┌─ Data lines
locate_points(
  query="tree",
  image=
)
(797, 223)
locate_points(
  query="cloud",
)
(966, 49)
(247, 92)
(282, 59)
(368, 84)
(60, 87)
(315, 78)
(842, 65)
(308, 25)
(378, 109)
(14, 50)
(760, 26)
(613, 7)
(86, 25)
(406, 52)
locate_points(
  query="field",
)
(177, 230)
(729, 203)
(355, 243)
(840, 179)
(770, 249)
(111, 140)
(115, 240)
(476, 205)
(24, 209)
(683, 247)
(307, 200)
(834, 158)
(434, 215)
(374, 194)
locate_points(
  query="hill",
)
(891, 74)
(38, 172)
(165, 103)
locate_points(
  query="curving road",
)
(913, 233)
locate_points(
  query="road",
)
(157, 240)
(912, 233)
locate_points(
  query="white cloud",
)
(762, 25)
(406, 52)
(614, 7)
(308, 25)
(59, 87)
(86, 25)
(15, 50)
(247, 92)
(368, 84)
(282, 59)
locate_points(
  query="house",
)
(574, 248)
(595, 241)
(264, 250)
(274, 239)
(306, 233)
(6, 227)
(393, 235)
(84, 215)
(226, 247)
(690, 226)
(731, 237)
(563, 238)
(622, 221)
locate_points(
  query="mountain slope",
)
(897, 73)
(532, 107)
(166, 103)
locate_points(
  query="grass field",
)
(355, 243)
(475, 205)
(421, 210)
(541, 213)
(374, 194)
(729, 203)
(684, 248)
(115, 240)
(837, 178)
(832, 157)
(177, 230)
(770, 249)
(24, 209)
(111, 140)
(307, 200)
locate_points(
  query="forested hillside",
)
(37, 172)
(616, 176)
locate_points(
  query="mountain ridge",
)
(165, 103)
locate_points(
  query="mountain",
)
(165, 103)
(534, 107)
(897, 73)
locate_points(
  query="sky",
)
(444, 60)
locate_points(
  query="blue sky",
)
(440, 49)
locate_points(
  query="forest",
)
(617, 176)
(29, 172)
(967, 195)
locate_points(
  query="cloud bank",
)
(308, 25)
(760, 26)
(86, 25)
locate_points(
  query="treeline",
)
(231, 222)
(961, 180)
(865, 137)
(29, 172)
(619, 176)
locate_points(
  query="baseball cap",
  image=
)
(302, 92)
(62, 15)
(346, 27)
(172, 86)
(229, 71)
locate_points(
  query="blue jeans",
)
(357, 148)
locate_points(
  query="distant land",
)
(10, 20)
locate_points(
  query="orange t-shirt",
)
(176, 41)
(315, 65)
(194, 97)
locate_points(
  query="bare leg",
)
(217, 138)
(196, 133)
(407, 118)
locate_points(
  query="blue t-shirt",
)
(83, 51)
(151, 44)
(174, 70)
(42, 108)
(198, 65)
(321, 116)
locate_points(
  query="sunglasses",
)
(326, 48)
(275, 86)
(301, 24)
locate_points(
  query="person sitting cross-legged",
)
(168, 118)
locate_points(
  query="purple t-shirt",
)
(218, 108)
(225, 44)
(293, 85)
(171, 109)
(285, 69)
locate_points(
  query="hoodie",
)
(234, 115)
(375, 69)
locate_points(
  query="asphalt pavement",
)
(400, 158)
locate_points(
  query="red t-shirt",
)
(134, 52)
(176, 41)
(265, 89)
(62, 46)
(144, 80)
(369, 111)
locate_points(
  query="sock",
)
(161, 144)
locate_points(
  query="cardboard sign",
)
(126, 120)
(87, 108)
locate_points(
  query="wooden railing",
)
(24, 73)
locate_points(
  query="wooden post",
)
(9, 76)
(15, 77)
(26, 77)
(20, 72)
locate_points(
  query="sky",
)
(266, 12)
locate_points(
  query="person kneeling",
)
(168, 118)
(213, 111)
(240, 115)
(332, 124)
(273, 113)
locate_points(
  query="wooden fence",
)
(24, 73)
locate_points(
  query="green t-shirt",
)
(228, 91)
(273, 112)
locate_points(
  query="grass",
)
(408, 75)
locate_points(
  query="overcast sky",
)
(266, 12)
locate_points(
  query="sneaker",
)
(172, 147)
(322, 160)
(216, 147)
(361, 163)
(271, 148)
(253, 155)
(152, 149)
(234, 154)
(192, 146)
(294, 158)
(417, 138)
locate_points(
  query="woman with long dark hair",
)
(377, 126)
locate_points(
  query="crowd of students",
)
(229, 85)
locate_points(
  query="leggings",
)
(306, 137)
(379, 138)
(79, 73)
└─
- [What is expected] Reproduce the full listing above, character for character.

- [The output]
locate_points(
  query="tree",
  image=
)
(797, 223)
locate_points(
  query="cloud",
)
(966, 49)
(247, 92)
(282, 59)
(368, 84)
(60, 87)
(315, 78)
(842, 65)
(308, 25)
(378, 109)
(14, 50)
(760, 26)
(613, 7)
(86, 25)
(406, 52)
locate_points(
  query="field",
)
(177, 230)
(729, 203)
(355, 243)
(840, 179)
(770, 249)
(111, 140)
(115, 240)
(476, 205)
(24, 209)
(683, 247)
(307, 200)
(834, 158)
(434, 215)
(374, 194)
locate_points(
  query="hill",
)
(891, 74)
(38, 172)
(165, 103)
locate_points(
  query="curving road",
)
(913, 233)
locate_points(
  query="road",
)
(157, 240)
(912, 233)
locate_points(
  query="white cloud",
)
(762, 25)
(406, 52)
(614, 7)
(308, 25)
(59, 87)
(86, 25)
(15, 50)
(247, 92)
(368, 84)
(282, 59)
locate_points(
  query="house",
)
(574, 248)
(595, 241)
(264, 250)
(274, 239)
(306, 233)
(6, 227)
(393, 235)
(84, 215)
(226, 247)
(690, 226)
(731, 237)
(563, 238)
(622, 221)
locate_points(
  query="mountain slope",
)
(897, 73)
(532, 107)
(166, 103)
locate_points(
  query="grass field",
)
(355, 243)
(475, 205)
(421, 210)
(541, 213)
(374, 194)
(729, 203)
(684, 248)
(115, 240)
(837, 178)
(832, 157)
(177, 230)
(770, 249)
(24, 209)
(111, 140)
(307, 200)
locate_points(
  query="forested hillside",
)
(37, 172)
(616, 176)
locate_points(
  query="mountain ridge",
)
(165, 103)
locate_points(
  query="mountain",
)
(165, 103)
(534, 107)
(897, 73)
locate_points(
  query="sky",
)
(444, 60)
locate_points(
  query="blue sky",
)
(440, 49)
locate_points(
  query="forest",
)
(617, 176)
(29, 172)
(967, 195)
locate_points(
  query="cloud bank",
)
(308, 25)
(760, 26)
(86, 25)
locate_points(
  query="treeline",
)
(231, 222)
(961, 180)
(865, 137)
(29, 172)
(619, 176)
locate_points(
  query="baseball cap",
  image=
)
(302, 92)
(62, 15)
(346, 27)
(172, 86)
(229, 71)
locate_points(
  query="blue jeans",
)
(357, 148)
locate_points(
  query="distant land",
)
(10, 20)
locate_points(
  query="orange t-shirt",
)
(176, 41)
(315, 65)
(194, 97)
locate_points(
  query="bare leg",
)
(217, 138)
(196, 133)
(407, 118)
locate_points(
  query="blue t-shirt",
)
(83, 51)
(151, 44)
(174, 70)
(42, 108)
(198, 65)
(321, 116)
locate_points(
  query="sunglasses",
)
(326, 48)
(275, 86)
(301, 24)
locate_points(
  query="person sitting cross-legged",
)
(168, 118)
locate_points(
  query="purple t-shirt",
)
(218, 108)
(225, 44)
(293, 85)
(171, 109)
(285, 69)
locate_points(
  query="hoodie",
)
(234, 115)
(375, 69)
locate_points(
  query="asphalt pavement",
)
(400, 158)
locate_points(
  query="red t-shirt",
)
(134, 52)
(176, 41)
(265, 89)
(62, 46)
(144, 80)
(369, 111)
locate_points(
  query="sock",
)
(161, 144)
locate_points(
  query="cardboard sign",
)
(126, 120)
(87, 108)
locate_points(
  query="wooden railing",
)
(24, 73)
locate_points(
  query="wooden post",
)
(9, 76)
(15, 77)
(26, 77)
(20, 72)
locate_points(
  query="sky",
)
(266, 12)
locate_points(
  query="person kneeling",
)
(168, 118)
(213, 111)
(240, 115)
(332, 124)
(273, 113)
locate_points(
  query="wooden fence",
)
(24, 73)
locate_points(
  query="green t-shirt",
)
(228, 91)
(273, 112)
locate_points(
  query="grass",
)
(408, 75)
locate_points(
  query="overcast sky",
)
(266, 12)
locate_points(
  query="sneaker",
)
(172, 147)
(322, 160)
(216, 147)
(361, 163)
(271, 148)
(253, 155)
(152, 149)
(234, 154)
(192, 146)
(294, 158)
(417, 138)
locate_points(
  query="woman with long dark hair",
)
(377, 126)
locate_points(
  query="crowd of students",
)
(229, 85)
locate_points(
  query="leggings",
)
(306, 137)
(379, 138)
(79, 73)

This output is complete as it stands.